[Labeled region records]
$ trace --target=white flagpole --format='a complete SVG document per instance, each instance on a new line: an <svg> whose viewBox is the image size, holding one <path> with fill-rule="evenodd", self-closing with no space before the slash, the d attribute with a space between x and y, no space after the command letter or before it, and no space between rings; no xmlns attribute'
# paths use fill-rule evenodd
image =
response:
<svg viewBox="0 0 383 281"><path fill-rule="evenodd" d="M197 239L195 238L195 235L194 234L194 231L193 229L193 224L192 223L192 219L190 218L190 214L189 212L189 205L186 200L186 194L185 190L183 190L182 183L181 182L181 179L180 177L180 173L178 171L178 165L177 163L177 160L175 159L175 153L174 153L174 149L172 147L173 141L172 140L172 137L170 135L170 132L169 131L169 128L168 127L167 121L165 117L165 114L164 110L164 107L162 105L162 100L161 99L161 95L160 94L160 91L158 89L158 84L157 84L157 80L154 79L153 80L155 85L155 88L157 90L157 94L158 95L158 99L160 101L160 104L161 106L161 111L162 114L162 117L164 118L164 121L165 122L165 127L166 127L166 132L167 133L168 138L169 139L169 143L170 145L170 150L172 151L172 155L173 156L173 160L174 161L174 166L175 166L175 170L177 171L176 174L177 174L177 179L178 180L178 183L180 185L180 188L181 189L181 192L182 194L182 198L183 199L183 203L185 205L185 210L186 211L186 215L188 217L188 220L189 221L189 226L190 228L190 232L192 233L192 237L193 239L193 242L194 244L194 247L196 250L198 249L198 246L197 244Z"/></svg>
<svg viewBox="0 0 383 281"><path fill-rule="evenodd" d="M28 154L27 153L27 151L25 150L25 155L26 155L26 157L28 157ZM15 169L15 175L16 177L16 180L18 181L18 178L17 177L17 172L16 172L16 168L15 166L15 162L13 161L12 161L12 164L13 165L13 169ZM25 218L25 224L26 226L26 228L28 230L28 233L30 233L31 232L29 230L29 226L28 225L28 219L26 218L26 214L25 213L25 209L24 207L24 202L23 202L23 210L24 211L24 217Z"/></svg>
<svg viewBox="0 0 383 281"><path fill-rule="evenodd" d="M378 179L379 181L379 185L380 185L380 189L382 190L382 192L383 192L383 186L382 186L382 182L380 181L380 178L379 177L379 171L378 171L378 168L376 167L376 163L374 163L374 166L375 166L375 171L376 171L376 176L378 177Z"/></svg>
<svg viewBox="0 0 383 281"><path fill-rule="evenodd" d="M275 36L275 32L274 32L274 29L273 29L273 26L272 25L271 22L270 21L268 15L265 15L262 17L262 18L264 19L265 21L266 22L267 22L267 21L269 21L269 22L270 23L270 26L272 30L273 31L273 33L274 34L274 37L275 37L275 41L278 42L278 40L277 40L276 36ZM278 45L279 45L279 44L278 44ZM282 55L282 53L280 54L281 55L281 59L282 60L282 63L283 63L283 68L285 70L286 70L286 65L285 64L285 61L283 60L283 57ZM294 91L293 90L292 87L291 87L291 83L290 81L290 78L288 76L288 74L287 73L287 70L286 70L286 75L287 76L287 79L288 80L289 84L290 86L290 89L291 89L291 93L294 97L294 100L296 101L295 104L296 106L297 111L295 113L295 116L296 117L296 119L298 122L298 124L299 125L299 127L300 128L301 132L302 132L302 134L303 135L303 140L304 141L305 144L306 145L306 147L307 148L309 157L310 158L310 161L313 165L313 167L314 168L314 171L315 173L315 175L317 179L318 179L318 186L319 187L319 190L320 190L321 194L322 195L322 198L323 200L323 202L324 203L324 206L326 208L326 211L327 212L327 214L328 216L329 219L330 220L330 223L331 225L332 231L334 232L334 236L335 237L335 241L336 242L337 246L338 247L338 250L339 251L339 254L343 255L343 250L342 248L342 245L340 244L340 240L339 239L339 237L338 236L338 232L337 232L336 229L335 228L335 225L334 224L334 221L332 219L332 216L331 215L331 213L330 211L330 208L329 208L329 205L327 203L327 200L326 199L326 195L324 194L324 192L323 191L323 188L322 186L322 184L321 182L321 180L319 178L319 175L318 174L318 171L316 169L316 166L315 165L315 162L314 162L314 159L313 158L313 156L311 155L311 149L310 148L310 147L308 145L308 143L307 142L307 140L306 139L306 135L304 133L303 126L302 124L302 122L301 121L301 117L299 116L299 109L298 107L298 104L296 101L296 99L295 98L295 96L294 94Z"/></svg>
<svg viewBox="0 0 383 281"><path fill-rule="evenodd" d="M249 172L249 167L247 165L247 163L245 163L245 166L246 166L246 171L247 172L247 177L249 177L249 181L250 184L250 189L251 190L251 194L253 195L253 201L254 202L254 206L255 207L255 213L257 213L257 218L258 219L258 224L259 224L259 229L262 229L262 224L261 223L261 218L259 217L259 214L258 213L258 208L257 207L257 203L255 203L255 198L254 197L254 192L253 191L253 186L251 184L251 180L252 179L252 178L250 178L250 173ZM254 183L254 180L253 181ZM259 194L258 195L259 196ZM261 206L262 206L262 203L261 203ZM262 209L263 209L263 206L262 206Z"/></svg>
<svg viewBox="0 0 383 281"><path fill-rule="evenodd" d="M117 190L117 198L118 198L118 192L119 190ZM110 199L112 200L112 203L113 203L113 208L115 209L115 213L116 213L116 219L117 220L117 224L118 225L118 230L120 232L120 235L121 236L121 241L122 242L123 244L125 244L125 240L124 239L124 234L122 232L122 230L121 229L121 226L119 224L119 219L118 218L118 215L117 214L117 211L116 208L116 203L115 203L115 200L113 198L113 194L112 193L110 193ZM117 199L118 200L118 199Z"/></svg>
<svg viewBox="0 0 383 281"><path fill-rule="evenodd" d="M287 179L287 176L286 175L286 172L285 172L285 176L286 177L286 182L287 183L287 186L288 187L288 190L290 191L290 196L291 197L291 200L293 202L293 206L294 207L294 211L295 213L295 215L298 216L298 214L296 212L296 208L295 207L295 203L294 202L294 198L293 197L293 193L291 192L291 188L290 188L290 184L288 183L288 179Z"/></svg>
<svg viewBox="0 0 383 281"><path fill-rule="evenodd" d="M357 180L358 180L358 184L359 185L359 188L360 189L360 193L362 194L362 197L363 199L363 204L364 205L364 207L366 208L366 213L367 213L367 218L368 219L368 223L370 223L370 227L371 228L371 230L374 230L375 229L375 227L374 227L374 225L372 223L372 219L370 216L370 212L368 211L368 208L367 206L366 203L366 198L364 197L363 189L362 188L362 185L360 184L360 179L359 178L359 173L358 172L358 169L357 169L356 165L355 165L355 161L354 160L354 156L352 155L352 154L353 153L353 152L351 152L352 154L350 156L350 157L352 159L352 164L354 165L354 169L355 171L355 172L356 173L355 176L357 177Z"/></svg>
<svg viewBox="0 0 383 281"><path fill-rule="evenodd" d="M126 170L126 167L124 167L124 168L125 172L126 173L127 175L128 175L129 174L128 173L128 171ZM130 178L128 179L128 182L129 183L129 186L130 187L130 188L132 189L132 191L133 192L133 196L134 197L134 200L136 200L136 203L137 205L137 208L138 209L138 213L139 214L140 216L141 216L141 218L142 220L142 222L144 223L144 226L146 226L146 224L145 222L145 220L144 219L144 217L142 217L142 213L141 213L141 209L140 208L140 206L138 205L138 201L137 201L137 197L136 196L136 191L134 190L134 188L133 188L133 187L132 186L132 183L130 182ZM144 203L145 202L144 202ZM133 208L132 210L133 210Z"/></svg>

## [DIRECTIONS]
Write out each line of the records above as a JSON array of strings, one string per line, leaving out any blank lines.

## [WRITTEN ANSWER]
[
  "$ trace --target=white flagpole --format='a complete SVG document per instance, each instance on a new line: an <svg> whose viewBox is the image size, holding one <path> with fill-rule=\"evenodd\", self-closing with no space before the slash, the d attribute with a space between x and y, no space after the command letter or before it, and no space between rings; no xmlns attribute'",
  "# paths use fill-rule evenodd",
  "image =",
  "response:",
  "<svg viewBox=\"0 0 383 281\"><path fill-rule=\"evenodd\" d=\"M197 239L195 238L195 235L194 234L194 231L193 229L193 224L192 223L192 219L190 218L190 214L189 212L189 205L186 200L186 194L185 190L183 190L182 183L181 182L181 179L180 177L180 173L178 171L178 165L177 163L177 160L175 159L175 153L174 153L174 149L172 147L173 141L172 140L172 137L170 135L170 132L169 131L169 128L168 127L167 121L165 117L165 114L164 110L164 107L162 105L162 100L161 99L161 95L160 94L160 91L158 89L158 84L157 84L157 80L154 79L153 80L155 85L155 88L157 90L157 94L158 95L158 99L160 101L160 104L161 106L161 111L162 114L162 117L164 118L164 121L165 122L165 127L166 127L166 132L167 133L168 138L169 139L169 143L170 145L170 150L172 151L172 155L173 156L173 160L174 161L174 166L175 166L175 170L177 171L176 174L177 174L177 179L178 180L178 183L180 185L180 188L181 189L181 192L182 194L182 198L183 199L183 203L185 205L185 210L186 211L186 215L188 217L188 220L189 221L189 226L190 228L190 232L192 233L192 237L193 239L193 242L194 244L194 247L196 250L198 249L198 246L197 244Z\"/></svg>",
  "<svg viewBox=\"0 0 383 281\"><path fill-rule=\"evenodd\" d=\"M28 154L27 153L27 151L25 150L25 155L26 155L26 157L28 157ZM15 169L15 175L16 177L16 180L18 181L18 178L17 177L17 172L16 172L16 168L15 166L15 162L13 161L12 161L12 164L13 165L13 169ZM25 218L25 224L26 226L26 228L28 230L28 233L30 233L31 232L29 230L29 226L28 225L28 219L26 218L26 214L25 213L25 209L24 207L24 202L23 202L23 210L24 211L24 217Z\"/></svg>",
  "<svg viewBox=\"0 0 383 281\"><path fill-rule=\"evenodd\" d=\"M378 179L379 181L379 185L380 185L380 189L382 190L382 192L383 192L383 186L382 186L382 182L380 181L380 178L379 177L379 171L378 171L378 168L376 167L376 163L374 163L374 166L375 166L375 171L376 171L376 176L378 177Z\"/></svg>",
  "<svg viewBox=\"0 0 383 281\"><path fill-rule=\"evenodd\" d=\"M275 36L275 32L274 32L274 29L273 29L273 26L272 25L271 22L270 21L268 15L265 15L262 17L262 18L264 19L265 21L266 22L267 22L267 21L269 21L269 22L270 23L270 26L272 30L273 31L273 33L274 34L274 37L275 37L275 41L278 42L278 40L277 40L276 36ZM278 45L279 45L279 44L278 44ZM282 55L282 53L280 54L281 55L281 59L282 60L282 63L283 63L283 68L285 70L286 70L286 65L285 64L285 61L283 60L283 57ZM294 91L293 90L292 87L291 87L291 83L290 81L290 78L288 76L288 74L287 73L287 70L286 70L286 75L287 76L287 79L288 80L289 84L290 86L290 89L291 89L291 93L294 97L294 100L296 101L295 104L296 106L297 111L295 113L295 116L296 117L296 119L298 122L298 124L299 125L299 127L300 128L301 132L302 132L302 134L303 135L303 140L304 141L305 144L306 145L306 147L307 148L309 157L310 158L310 161L313 165L313 167L314 168L314 171L315 173L315 175L317 179L318 179L318 186L319 187L319 190L320 190L321 194L322 195L322 198L323 200L323 202L324 203L324 206L326 208L326 211L327 212L327 214L328 216L329 219L330 220L330 223L331 225L332 231L334 232L334 236L335 237L335 241L336 242L337 246L338 247L338 250L339 251L339 254L343 255L343 250L342 248L342 245L340 244L340 240L339 239L339 237L338 236L338 232L337 232L336 229L335 228L335 225L334 224L334 221L332 219L332 216L331 215L331 213L330 211L330 208L329 208L329 205L327 203L327 200L326 199L326 195L324 194L324 192L323 191L323 188L322 186L322 184L321 182L321 180L319 178L319 175L318 174L318 171L316 169L316 166L315 165L315 162L314 162L314 159L313 158L313 156L311 155L311 149L310 148L310 147L308 145L308 143L307 142L307 140L306 139L306 135L304 133L303 126L302 124L302 122L301 121L301 117L299 116L299 109L298 107L298 104L296 101L296 99L295 98L295 96L294 94Z\"/></svg>",
  "<svg viewBox=\"0 0 383 281\"><path fill-rule=\"evenodd\" d=\"M249 172L249 167L247 165L247 163L245 163L245 166L246 166L246 171L247 172L247 177L249 177L249 181L250 184L250 189L251 190L251 194L253 195L253 201L254 202L254 206L255 207L255 213L257 213L257 218L258 219L258 224L259 224L259 229L262 229L262 224L261 223L261 218L259 217L259 214L258 213L258 208L257 207L257 203L255 203L255 198L254 197L254 192L253 191L253 186L251 184L251 180L252 179L252 178L250 178L250 173ZM254 183L254 180L253 181ZM259 194L258 195L259 196ZM261 206L262 206L262 203L261 203ZM262 209L263 209L263 206L262 206Z\"/></svg>",
  "<svg viewBox=\"0 0 383 281\"><path fill-rule=\"evenodd\" d=\"M117 190L117 198L118 198L118 192L119 190ZM110 199L112 200L112 203L113 203L113 208L115 209L115 213L116 213L116 219L117 220L117 224L118 225L118 230L120 232L120 235L121 236L121 241L122 242L123 244L125 244L125 240L124 239L124 234L122 232L122 230L121 229L121 226L119 224L119 219L118 218L118 215L117 214L117 211L116 208L116 203L115 203L115 200L113 198L113 194L112 193L110 193ZM117 199L118 200L118 199Z\"/></svg>",
  "<svg viewBox=\"0 0 383 281\"><path fill-rule=\"evenodd\" d=\"M287 179L287 176L286 175L286 172L285 172L285 176L286 177L286 182L287 183L287 186L288 187L288 190L290 191L290 196L291 197L291 200L293 202L293 206L294 207L294 211L295 213L295 215L298 216L298 214L296 212L296 208L295 207L295 203L294 202L294 198L293 197L293 193L291 192L291 188L290 188L290 184L288 183L288 179Z\"/></svg>",
  "<svg viewBox=\"0 0 383 281\"><path fill-rule=\"evenodd\" d=\"M357 180L358 180L358 184L359 185L359 188L360 189L360 193L362 194L362 197L363 199L363 204L364 205L364 207L366 208L366 213L367 213L367 218L368 219L368 223L370 223L370 227L371 228L371 230L374 230L375 229L375 227L374 227L374 225L372 223L372 219L370 216L370 212L368 211L368 208L367 206L366 203L366 198L364 197L363 189L362 188L362 185L360 184L360 179L359 178L359 173L358 172L358 169L357 169L356 165L355 165L355 161L354 160L354 156L352 155L352 154L353 153L353 152L351 152L352 154L350 156L350 157L352 159L352 164L354 165L354 169L355 171L355 172L356 173L355 176L357 177Z\"/></svg>",
  "<svg viewBox=\"0 0 383 281\"><path fill-rule=\"evenodd\" d=\"M126 170L126 167L124 167L124 168L125 172L126 173L127 175L128 175L129 174L128 173L128 171ZM130 178L128 179L128 182L129 183L129 186L130 187L130 188L132 189L132 191L133 192L133 196L134 197L134 200L136 200L136 203L137 205L137 208L138 209L138 213L139 214L140 216L141 216L141 218L142 220L142 222L144 223L144 226L146 226L146 224L145 222L145 220L144 219L144 217L142 217L142 213L141 213L141 209L140 208L140 206L138 205L138 201L137 201L137 197L136 196L136 191L134 190L134 188L133 188L133 187L132 186L132 183L130 182ZM144 203L145 202L144 202ZM133 208L132 210L133 210Z\"/></svg>"
]